• 練習問題:
[1] 先生方の研修会についての文章で、筆者はどんな立場で研修会に呼ばれましたか。
[2] 先生方の研修会についての文章を、最後の文のあとから書き継いでください。

• 引用文:
----

「深知今日事ーふかくこんにちのことをしるー」

「わたしはウシでもブタでもない」

 

 

 

先日、先生方の研修会に行ってきました。

「シンポジウムのパネリスト」というもので呼ばれまして。

 

 

先生達の研修をすることはあっても外側から客観的に眺めているのはめったにない体験。

(昔、教員として研修に参加していたとき以来でしょうか)

いろんなことを思いながら会場にぽわん…と坐っていました。

 

 

 

 

その中で、一つだけ、ものすごく違和感のあったことが…。

それは何かというととあるグループワークのときの話。

 

 

その日、進行がだいぶ押していたようで。

進行係の先生は、とても気を揉んでいらっしゃ理。

参加者を時間通りに動かそうとなさっていらっしゃるのを感じました。

 

そして、5グループに分かれたディスカッションも終了時間となり(わたしも、参加していました)

みんなで中央に集まって、各グループの発表を聞き合うという流れになっていました。

 

 

が。

ディスカッションは盛り上がり、各チーム、なかなか終わらない。

というか、「終わり」ということはみな理解しているんですけれど、加速度の着いた車と同じように、

急にはストップできないので

各チーム、止めるのに少しタイムラグが発生していると見えました。

----

• データ:
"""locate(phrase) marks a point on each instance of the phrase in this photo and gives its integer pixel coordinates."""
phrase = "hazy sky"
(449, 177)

----

• 解答:
[1] シンポジウムのパネリストとして呼ばれました。

[2]
さて、進行の先生。

数回「終わりです」の声を発すれども、みんななかなか真ん中に集まってこない。

すると突然。

 

 

 

 

 

「いち!にぃ〜!さん!しぃ〜!ごぉ〜!ろく!…」

 

 

 

大声で「カウントダウン」を始めたのです。

 

 

 

 

 

これ、もし学校の先生だったなら、もしかしたら一度は使ったことがあるかもしれない。

もしくは誰か他の先生が使っているのを見たことがあるかもしれない。

 

 

「子どもを短時間に、一定のところに集めるための『やり方』」なのです。

 

 

 

 

 

無条件に、四の五の言わせず、有無を言わさず、この先生の「いち!にぃ〜!さん!」が始まったら

生徒たちは何をおいても、先生の目の前に馳せ参じなければならない、というルール。

 

 

そして、大体において「カウント◯◯を過ぎても全員揃わなかったらオシオキ」。

(オシオキはされなくても小言くらいは食らうでしょうね。

「お前ら、なんでルールを守らないんだあ〜、先生はいつも五つ数えるうちに集まれって

言ってるだろうがあ〜」なんて)

 

 

 

(言っておきますが、この時カウントをした先生がそうしている、と言っているわけではありませんので。

思い出しただけです。昔そういう人がいたのを)

 

 

 

 

 

さて、このカウントが始まった瞬間、わたしの身体の中になんとも言えない不快感が…。

強いて言葉にするならば。

 

 

 

 

 

 

「わたしは、牛でも豚でもなーい!(怒)」

 

 

 

 

 

 

言葉ではなく。

有無を言わせず柵に追い込まれ、囲い込まれる牛のような。

鈴が鳴ったら「めえ〜」と鳴きながら黙々と飼い主の元へ集まらねばならない羊のような。

 

 

 

 

 

自分がそんな扱いを受けたような気がしました。

 

 

「わたしは大人です。ちゃんと意思を持った一人の人間です。言葉で言って下さればわかります」

そう、言いたい気持ちで一杯になったんでした。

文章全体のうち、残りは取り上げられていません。